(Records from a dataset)
•••

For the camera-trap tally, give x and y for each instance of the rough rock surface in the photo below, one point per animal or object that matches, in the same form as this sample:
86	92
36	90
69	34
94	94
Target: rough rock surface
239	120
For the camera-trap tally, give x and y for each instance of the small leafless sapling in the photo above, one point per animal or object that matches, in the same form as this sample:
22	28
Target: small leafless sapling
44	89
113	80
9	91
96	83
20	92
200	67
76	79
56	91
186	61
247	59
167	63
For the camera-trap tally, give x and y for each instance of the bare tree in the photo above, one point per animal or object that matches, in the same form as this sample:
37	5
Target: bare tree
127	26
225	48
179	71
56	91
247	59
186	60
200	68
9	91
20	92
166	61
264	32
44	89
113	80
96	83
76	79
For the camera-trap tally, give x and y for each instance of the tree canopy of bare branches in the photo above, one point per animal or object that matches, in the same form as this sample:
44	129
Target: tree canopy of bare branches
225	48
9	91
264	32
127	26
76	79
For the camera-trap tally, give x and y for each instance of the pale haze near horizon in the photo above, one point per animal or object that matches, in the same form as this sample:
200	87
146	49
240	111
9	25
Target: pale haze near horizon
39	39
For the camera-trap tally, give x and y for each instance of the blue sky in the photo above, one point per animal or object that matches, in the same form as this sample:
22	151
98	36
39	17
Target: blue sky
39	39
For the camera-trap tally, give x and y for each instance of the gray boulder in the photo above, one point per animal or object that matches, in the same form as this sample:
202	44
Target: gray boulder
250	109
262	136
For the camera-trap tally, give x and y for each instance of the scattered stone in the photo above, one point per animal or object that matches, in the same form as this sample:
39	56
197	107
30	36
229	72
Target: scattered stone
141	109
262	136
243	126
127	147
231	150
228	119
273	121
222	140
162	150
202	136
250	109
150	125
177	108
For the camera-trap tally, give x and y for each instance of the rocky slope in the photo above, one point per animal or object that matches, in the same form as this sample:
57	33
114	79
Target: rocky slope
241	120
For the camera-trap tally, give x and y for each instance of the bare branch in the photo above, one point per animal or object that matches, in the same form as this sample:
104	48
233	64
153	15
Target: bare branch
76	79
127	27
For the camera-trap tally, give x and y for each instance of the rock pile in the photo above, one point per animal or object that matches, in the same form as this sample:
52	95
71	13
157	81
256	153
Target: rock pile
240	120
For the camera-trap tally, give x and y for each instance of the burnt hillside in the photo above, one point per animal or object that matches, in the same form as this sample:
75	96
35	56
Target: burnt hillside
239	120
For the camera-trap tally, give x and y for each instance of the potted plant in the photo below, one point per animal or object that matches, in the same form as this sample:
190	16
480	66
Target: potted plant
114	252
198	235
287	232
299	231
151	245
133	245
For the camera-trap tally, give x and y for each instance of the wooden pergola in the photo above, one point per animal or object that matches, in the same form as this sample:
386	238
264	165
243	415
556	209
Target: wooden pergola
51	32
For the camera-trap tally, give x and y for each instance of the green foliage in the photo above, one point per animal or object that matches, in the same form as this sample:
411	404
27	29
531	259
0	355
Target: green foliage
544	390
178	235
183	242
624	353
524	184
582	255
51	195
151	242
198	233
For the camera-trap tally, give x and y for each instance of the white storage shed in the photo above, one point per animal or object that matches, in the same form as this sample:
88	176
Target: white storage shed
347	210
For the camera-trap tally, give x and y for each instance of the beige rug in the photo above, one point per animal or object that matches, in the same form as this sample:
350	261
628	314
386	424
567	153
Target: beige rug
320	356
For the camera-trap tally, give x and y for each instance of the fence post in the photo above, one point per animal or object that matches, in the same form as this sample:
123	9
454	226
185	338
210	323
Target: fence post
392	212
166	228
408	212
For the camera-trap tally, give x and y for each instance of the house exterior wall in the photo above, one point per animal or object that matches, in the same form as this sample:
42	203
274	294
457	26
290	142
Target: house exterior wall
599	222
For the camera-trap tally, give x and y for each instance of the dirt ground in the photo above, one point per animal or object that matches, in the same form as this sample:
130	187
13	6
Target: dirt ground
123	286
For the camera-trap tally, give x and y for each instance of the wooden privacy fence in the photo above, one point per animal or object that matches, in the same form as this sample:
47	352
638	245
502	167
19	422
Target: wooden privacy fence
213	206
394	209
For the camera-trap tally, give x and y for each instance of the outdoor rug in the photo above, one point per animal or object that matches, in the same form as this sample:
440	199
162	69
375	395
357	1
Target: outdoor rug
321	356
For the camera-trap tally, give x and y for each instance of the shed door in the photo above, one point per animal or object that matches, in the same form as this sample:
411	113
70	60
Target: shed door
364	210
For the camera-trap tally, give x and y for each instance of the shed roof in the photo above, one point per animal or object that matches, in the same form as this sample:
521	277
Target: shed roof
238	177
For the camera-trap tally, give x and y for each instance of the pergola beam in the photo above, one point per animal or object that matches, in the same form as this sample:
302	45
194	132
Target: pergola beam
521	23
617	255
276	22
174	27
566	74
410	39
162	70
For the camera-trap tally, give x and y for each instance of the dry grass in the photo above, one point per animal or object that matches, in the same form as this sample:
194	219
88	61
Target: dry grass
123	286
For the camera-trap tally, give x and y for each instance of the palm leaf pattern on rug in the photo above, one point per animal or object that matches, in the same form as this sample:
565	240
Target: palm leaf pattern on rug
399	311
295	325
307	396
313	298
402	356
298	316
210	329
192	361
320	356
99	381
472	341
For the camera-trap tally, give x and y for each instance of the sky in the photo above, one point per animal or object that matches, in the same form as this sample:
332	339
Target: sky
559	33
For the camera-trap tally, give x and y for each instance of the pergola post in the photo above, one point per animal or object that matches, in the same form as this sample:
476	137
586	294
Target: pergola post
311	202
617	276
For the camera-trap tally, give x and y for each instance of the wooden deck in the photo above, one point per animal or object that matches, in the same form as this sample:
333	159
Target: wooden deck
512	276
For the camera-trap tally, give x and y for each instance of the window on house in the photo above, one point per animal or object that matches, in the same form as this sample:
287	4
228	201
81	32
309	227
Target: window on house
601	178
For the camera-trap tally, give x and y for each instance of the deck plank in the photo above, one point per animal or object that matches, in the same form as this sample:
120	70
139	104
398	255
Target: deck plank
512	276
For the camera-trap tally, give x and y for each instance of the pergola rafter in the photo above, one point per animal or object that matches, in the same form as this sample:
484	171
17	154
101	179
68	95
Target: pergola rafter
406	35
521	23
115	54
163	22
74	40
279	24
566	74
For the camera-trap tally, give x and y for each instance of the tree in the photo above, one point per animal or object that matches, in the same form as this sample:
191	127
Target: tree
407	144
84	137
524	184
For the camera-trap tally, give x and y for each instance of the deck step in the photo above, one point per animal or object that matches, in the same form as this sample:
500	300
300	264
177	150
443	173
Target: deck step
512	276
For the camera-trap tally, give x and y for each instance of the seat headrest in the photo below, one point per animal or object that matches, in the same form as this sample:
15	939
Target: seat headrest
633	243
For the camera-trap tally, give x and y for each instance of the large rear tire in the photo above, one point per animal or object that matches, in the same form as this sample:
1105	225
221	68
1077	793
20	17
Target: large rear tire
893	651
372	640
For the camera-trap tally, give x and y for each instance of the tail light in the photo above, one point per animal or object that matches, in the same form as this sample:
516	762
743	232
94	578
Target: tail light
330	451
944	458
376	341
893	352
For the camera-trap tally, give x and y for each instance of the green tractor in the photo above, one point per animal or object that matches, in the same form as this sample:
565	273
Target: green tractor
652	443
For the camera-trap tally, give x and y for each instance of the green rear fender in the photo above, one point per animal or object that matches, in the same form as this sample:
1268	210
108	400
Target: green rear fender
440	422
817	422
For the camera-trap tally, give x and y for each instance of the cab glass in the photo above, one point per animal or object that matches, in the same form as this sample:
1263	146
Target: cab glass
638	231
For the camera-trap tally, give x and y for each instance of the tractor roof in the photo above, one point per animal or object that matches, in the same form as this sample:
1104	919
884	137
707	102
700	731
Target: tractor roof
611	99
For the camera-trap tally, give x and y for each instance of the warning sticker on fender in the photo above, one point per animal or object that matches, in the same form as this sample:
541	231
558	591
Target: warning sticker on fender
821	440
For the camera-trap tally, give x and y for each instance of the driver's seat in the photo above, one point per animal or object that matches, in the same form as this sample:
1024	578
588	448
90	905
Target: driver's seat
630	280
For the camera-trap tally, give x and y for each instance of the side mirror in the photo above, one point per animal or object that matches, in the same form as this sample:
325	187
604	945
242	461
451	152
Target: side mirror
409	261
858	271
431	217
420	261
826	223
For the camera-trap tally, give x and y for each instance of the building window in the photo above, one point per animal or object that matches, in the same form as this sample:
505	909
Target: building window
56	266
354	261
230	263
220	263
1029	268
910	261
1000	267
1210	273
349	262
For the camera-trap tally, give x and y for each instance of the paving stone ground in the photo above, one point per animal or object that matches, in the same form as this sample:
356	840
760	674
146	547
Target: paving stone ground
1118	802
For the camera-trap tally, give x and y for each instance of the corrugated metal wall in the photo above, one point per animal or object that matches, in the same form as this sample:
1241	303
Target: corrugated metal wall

•••

AIM OF THE TASK >>
Find the lines above holding the word "below" and show them.

RESULT OF THE TASK >>
For the camera-trap tally, give x and y for each instance of the rough rock surface in the photo below, one point per animal or object that matches, in the same form as this sample:
For the camera-trap tally, give x and y for each instance of the potted plant in the photo below, one point per animal or object that matches, in the same form as this sample:
For the camera-trap tally, give x and y for each instance of the seat headrest in the photo below, one point per animal or object that matches, in the same form as this sample:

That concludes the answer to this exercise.